=== TASK OBJECTIVE ===
Can you rewrite the listing below with every "instance" switched to "occurrence", keeping everything else unchanged and leaving out the pictures?

......

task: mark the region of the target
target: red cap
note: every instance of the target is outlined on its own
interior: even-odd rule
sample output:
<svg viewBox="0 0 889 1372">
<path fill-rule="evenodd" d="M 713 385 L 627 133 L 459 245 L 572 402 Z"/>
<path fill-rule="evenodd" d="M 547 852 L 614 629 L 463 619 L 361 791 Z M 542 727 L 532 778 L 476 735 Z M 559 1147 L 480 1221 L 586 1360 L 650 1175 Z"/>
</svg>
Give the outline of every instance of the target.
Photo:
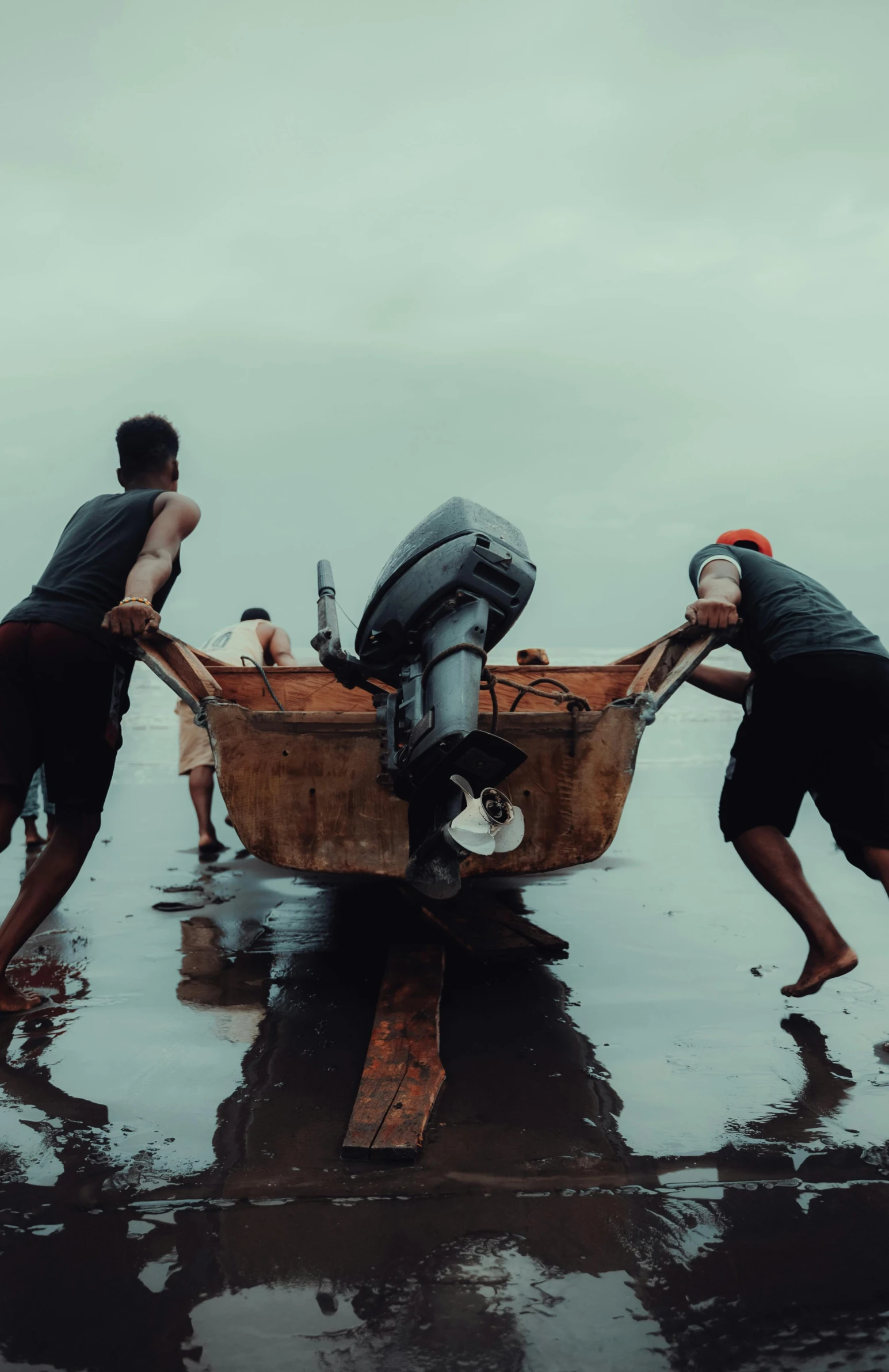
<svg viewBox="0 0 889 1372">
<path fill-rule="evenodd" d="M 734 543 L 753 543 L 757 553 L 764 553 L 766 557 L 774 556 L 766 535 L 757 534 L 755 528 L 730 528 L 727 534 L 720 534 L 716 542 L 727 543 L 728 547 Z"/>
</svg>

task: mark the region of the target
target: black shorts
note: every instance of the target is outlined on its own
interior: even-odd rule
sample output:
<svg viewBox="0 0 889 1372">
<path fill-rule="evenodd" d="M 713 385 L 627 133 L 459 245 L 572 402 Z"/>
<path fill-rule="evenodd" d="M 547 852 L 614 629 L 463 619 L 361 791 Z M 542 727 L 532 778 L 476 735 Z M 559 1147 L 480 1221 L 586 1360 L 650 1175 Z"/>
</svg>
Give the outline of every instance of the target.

......

=== PROBLEM SOLUTION ===
task: mark the region of the target
target: red cap
note: every occurrence of the target is outlined on its own
interior: even-odd rule
sample output:
<svg viewBox="0 0 889 1372">
<path fill-rule="evenodd" d="M 713 385 L 627 133 L 459 245 L 572 402 Z"/>
<path fill-rule="evenodd" d="M 547 852 L 614 629 L 463 619 L 361 791 Z M 542 727 L 532 778 L 476 735 Z M 559 1147 L 480 1221 L 586 1360 L 650 1175 Z"/>
</svg>
Give the outline of every occurrence of the target.
Photo:
<svg viewBox="0 0 889 1372">
<path fill-rule="evenodd" d="M 734 543 L 753 543 L 757 553 L 764 553 L 766 557 L 774 556 L 766 535 L 757 534 L 755 528 L 730 528 L 727 534 L 720 534 L 716 542 L 727 543 L 728 547 Z"/>
</svg>

task: mark the region of the target
target: black shorts
note: every occurrence of the target is outlined on its own
interior: even-odd rule
sample output:
<svg viewBox="0 0 889 1372">
<path fill-rule="evenodd" d="M 713 385 L 627 133 L 459 245 L 572 402 Z"/>
<path fill-rule="evenodd" d="M 547 852 L 614 629 L 463 619 L 361 791 Z M 542 727 L 532 778 L 476 735 Z M 559 1147 L 480 1221 L 586 1360 L 650 1175 Z"/>
</svg>
Give the outline of every occurrence of the target.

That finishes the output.